• Problem to work on: Beginning at the line containing "spot the ponytail in the photo above", output every line to the end of the data below exactly as it appears.

• • • •

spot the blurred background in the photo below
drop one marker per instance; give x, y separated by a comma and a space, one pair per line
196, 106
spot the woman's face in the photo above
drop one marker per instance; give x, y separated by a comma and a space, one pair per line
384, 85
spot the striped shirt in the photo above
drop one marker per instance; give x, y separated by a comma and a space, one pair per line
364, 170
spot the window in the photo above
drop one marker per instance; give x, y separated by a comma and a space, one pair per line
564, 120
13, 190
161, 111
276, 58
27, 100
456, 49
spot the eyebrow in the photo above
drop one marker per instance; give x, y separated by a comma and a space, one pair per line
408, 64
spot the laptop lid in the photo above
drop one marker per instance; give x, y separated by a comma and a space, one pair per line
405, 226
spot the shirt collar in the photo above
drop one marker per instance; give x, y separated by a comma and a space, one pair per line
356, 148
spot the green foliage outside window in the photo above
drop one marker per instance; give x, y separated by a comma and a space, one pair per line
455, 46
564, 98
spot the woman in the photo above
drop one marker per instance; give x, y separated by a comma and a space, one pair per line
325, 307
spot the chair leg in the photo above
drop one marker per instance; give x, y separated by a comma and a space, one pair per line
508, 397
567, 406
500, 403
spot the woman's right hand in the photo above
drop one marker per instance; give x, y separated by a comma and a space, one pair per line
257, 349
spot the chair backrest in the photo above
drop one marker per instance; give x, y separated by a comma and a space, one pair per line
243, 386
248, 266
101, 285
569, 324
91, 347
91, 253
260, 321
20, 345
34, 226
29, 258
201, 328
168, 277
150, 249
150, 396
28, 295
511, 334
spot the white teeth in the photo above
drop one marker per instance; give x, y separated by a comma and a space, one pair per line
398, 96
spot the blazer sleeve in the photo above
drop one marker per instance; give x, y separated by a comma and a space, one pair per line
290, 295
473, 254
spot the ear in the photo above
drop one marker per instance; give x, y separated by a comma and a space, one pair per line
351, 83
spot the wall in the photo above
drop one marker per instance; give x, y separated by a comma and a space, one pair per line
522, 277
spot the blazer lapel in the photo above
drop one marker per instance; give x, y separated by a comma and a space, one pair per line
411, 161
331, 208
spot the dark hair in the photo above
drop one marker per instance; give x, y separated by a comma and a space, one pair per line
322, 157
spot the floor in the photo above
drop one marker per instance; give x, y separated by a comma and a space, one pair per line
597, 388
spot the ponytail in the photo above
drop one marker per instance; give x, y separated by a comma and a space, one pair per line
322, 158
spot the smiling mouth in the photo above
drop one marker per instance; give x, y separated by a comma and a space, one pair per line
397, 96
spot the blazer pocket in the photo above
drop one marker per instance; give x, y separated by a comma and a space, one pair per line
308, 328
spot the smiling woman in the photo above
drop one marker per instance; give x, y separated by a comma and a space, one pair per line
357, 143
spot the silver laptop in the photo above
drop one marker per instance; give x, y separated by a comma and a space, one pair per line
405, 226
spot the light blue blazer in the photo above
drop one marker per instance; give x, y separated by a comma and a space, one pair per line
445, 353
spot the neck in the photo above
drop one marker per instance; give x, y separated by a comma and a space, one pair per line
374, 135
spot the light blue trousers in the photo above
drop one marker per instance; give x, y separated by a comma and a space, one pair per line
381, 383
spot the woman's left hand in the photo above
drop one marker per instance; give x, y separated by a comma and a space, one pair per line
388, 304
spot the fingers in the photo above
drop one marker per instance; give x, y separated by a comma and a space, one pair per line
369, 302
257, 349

• • • •

• Answer to the exercise:
spot the ponytail in the photo above
drop one marker per instance; give x, y separated by a comma and a space, one pair per line
322, 158
spot the smiling mouth in the photo above
drop one marker per instance; give x, y separated by a comma and a space, one pair per line
397, 96
spot the blazer pocket in the photo above
drop one marker per instance; give x, y separated by a comma and a space, one pair per line
308, 328
spot the smiling woman in the photo above
drop one marker per instance; give x, y separated by a comma and a space, one pair per line
357, 143
spot the silver laptop in the photo above
drop one marker per instance; give x, y separated by a comma and a space, one pair per line
405, 226
spot the light blue blazer in the photo above
drop one marker per instance; give x, y separated by a comma and a space, one pair per line
445, 353
spot the neck in the photo above
drop one marker per instance; give x, y separated by a comma and a space, one pair per line
374, 135
spot the light blue trousers in the photo above
drop one marker per instance; give x, y separated by a comma and a space, one pair per line
381, 383
spot the woman's left hand in the photo above
drop one marker per instance; give x, y separated by a comma and a space, one pair per line
388, 304
spot the fingers in the photo above
drop one marker per instance; give x, y separated by a comma and a space, one pair per line
369, 302
257, 349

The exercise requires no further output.